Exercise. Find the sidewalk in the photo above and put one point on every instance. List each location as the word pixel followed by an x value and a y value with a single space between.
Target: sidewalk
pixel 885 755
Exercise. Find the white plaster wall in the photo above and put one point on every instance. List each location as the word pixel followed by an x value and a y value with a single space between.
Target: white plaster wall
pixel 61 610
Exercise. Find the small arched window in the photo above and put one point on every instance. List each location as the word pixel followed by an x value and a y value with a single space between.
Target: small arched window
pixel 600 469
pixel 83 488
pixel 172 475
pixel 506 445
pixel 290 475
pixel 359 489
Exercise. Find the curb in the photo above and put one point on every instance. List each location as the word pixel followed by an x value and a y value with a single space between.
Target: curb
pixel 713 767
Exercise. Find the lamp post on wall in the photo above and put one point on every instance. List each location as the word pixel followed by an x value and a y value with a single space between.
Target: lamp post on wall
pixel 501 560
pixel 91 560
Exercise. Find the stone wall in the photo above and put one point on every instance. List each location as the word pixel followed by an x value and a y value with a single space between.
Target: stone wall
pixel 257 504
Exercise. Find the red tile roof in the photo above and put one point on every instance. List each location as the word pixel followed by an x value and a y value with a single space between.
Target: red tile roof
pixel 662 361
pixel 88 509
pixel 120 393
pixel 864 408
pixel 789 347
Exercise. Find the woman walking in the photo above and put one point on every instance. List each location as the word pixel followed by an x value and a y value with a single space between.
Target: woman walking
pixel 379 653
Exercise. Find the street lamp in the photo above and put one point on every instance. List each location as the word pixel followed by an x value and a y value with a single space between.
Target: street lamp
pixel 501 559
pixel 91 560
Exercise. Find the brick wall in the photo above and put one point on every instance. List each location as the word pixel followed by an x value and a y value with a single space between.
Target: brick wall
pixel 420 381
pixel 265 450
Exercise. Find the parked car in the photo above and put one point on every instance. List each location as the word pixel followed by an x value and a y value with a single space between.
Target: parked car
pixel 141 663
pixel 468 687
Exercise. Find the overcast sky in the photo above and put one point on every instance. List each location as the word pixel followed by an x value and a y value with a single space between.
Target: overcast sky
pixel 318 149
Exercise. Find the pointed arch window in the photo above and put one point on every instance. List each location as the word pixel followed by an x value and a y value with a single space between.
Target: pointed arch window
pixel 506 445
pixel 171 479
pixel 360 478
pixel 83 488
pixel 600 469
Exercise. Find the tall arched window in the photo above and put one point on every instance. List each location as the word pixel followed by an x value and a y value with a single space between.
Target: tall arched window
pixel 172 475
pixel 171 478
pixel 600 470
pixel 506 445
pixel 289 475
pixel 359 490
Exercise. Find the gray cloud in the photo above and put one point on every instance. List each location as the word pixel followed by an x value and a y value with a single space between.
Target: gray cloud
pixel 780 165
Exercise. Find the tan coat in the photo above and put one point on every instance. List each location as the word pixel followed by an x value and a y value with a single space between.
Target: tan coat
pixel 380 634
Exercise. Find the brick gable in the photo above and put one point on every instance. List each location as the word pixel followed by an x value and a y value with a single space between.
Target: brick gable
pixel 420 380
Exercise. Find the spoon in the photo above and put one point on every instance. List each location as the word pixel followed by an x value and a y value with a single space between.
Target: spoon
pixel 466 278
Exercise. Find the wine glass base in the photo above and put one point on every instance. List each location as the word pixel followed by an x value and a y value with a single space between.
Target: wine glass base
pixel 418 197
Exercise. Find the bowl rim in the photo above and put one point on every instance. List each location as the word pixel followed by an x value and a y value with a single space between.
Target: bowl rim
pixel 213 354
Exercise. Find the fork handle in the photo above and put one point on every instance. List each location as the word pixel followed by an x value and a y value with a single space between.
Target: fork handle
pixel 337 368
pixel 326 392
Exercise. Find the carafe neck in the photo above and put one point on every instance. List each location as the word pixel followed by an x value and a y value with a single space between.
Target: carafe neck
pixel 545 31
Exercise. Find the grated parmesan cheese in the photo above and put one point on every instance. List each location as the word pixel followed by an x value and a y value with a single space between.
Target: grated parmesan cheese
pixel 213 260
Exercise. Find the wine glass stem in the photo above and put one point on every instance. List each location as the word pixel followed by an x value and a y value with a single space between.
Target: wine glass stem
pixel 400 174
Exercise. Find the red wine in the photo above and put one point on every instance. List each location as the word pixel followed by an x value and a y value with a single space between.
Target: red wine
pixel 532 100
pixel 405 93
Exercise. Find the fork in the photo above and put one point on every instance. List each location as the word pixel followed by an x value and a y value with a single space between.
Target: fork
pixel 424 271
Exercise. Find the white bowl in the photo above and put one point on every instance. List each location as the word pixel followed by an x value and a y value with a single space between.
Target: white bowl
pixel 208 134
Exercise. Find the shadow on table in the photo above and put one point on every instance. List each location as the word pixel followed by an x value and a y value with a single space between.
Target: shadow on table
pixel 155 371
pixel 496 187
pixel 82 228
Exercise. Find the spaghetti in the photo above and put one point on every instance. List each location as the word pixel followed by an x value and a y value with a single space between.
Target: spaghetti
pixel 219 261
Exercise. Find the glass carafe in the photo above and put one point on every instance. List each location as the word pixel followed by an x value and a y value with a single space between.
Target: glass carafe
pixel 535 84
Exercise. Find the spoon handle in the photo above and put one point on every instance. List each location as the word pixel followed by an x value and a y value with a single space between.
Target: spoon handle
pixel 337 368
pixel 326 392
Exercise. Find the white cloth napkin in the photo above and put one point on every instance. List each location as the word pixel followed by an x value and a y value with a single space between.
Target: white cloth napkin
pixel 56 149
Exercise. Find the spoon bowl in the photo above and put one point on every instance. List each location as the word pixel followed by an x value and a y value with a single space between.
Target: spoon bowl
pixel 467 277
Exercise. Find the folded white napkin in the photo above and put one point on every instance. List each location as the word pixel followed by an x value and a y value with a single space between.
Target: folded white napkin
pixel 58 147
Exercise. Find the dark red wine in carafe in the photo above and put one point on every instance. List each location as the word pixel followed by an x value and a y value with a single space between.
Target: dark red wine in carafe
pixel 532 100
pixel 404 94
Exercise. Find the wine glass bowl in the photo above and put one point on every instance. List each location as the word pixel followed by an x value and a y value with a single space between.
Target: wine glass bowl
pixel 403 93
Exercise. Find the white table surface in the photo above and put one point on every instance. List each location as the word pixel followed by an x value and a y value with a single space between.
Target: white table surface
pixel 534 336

==============================

● **WHAT TO DO**
Give back the material above in its entirety, with every word intact.

● **RESULT OF THIS EXERCISE**
Exercise. Find the sidewalk in the photo above and put one point on every instance. List each location as the word pixel followed by an x value and a y value with a single space between.
Target: sidewalk
pixel 885 755
Exercise. Find the white plaster wall in the photo above and put one point on every instance. List each location as the word pixel followed by an x value and a y value with a single space between.
Target: white plaster wall
pixel 61 610
Exercise. Find the small arched window in the photo above and put one point on every instance. List each location as the word pixel followed by an x value and a y value with a single space between.
Target: small arched window
pixel 600 469
pixel 83 488
pixel 172 475
pixel 506 445
pixel 290 475
pixel 359 489
Exercise. Find the curb in the photo above and put one point on every instance. List each location as the word pixel followed by an x value and a y value with a single space between.
Target: curb
pixel 713 767
Exercise. Find the lamp post on wall in the photo above and put one point on every instance. List each location as the word pixel followed by an x value and a y value with a single space between.
Target: lamp post on wall
pixel 501 560
pixel 91 560
Exercise. Find the stone wall in the photo above and put one point on every instance. List each location as the word pixel followed by an x value and a y value with a single space between.
Target: stone wall
pixel 257 504
Exercise. Find the red tile roof in the photo above and put one point on every instance. List each location as the word pixel followed by an x value and a y value with a single space between.
Target: red tile roof
pixel 662 361
pixel 88 509
pixel 120 393
pixel 864 408
pixel 789 347
Exercise. Find the woman walking in the photo above and put one point on every instance. List each location as the word pixel followed by an x value and a y value with a single space between.
Target: woman walking
pixel 379 653
Exercise. Find the street lamp in the photo above and put one point on every instance. List each location as the word pixel followed by an x value and a y value with a single space between.
Target: street lamp
pixel 501 559
pixel 91 560
Exercise. Find the brick wall in the photo above and put one point on every instance. List each location as the word pixel followed by an x value and a y value with a single space between.
Target: brick wall
pixel 420 381
pixel 265 450
Exercise. Find the parked car in the photo above and put one point on every instance. List each location as the word pixel followed by an x value and a y value with a single space between.
Target: parked car
pixel 141 663
pixel 468 687
Exercise. Find the overcast sky in the photo above and put one point on every instance. List each location as the word pixel followed by an x value and a y value with a single space between.
Target: overcast sky
pixel 318 149
Exercise. Find the pointed arch window in the photo above and put one point on every instance. List each location as the word pixel followed by an x value and a y value with a single space between.
Target: pointed arch window
pixel 506 445
pixel 171 479
pixel 360 478
pixel 83 488
pixel 600 469
Exercise. Find the tall arched window in the photo above and put one point on every instance. List each location as the word pixel followed by an x value and a y value with a single space between.
Target: tall arched window
pixel 172 475
pixel 171 478
pixel 600 470
pixel 506 445
pixel 289 475
pixel 359 490
Exercise. Find the gray cloud in the photo above and put one point on every instance. List each location as the word pixel followed by an x value and a y value with a single space between.
Target: gray cloud
pixel 780 165
Exercise. Find the tan coat in the photo above and put one point on every instance. List each location as the word pixel followed by an x value and a y value with a single space between.
Target: tan coat
pixel 380 634
Exercise. Find the brick gable in the photo above and put one point on every instance. List each location as the word pixel followed by an x value and a y value with a single space between.
Target: brick gable
pixel 420 380
Exercise. Find the spoon in the photo above and put one point on every instance. List each location as the word pixel followed by an x value and a y value with a single space between.
Target: spoon
pixel 466 278
Exercise. Find the wine glass base in the photo above and put one point on every instance. List each location as the word pixel followed by an x value and a y value with a single space between.
Target: wine glass base
pixel 418 197
Exercise. Find the bowl rim in the photo above and put one point on every instance. List each location as the word pixel followed by an x value and a y value with a single space between.
Target: bowl rim
pixel 213 354
Exercise. Find the fork handle in the photo above and put one point on every instance. List each location as the word pixel followed by an x value and a y value with a single space between.
Target: fork handle
pixel 337 368
pixel 326 392
Exercise. Find the carafe neck in the photo above and put one point on every instance. List each location as the word pixel followed by an x value and a y value with a single space between.
Target: carafe neck
pixel 545 31
Exercise. Find the grated parmesan cheese in the photo above and put one point on every instance. List each location as the word pixel followed by an x value and a y value with a single space between.
Target: grated parmesan cheese
pixel 213 260
Exercise. Find the wine glass stem in the photo above and put one point on every instance. List each location as the word pixel followed by an x value and a y value with a single space between.
Target: wine glass stem
pixel 400 174
Exercise. Find the red wine in the photo above and put one point on every instance. List each location as the word pixel followed by an x value and a y value with a single space between.
Target: red wine
pixel 532 100
pixel 405 93
Exercise. Find the fork in the photo above and put one point on every instance. List each location as the word pixel followed by an x value and a y value with a single space between.
Target: fork
pixel 424 271
Exercise. Find the white bowl in the photo above and put one point on every instance. List each location as the word pixel followed by an x value and a y value with a single space between.
Target: white bowl
pixel 208 134
Exercise. Find the shadow on table in the photo above and put one point on every instance. List each location as the word pixel followed by an x value and a y value with a single space between.
Target: shadow on table
pixel 155 371
pixel 496 187
pixel 82 228
Exercise. Find the spaghetti in the photo above and put one point on every instance. List each location as the word pixel followed by an x value and a y value with a single space between.
Target: spaghetti
pixel 219 261
Exercise. Find the glass carafe in the photo above and put one point on every instance. List each location as the word pixel followed by an x value and a y value with a single space between.
Target: glass carafe
pixel 535 84
Exercise. Find the spoon handle in the photo above and put one point on every instance. List each location as the word pixel followed by an x value and a y value with a single space between.
Target: spoon handle
pixel 337 368
pixel 326 392
Exercise. Find the white cloth napkin in the photo above and put one point on every instance. List each location as the word pixel followed by an x value and a y value with a single space between.
Target: white cloth napkin
pixel 56 149
Exercise. Find the spoon bowl in the photo above and put one point on every instance. List each location as the word pixel followed by an x value and a y value with a single space between.
Target: spoon bowl
pixel 467 277
Exercise. Find the folded white napkin in the photo above and put one point on every instance. List each location as the word pixel followed by an x value and a y value with a single space between.
Target: folded white napkin
pixel 58 147
Exercise. Find the dark red wine in carafe in the photo above and put one point on every instance. List each location as the word pixel followed by an x value and a y value with a single space between.
Target: dark red wine in carafe
pixel 532 100
pixel 404 94
Exercise. Find the wine glass bowl in the photo above and put one point on every instance. List each location as the word pixel followed by an x value and a y value with a single space between.
Target: wine glass bowl
pixel 403 93
Exercise. Find the white table surface in the photo above and put one point on every instance. List each location as the word pixel followed by an x value and a y value with a single space between.
Target: white table surface
pixel 534 336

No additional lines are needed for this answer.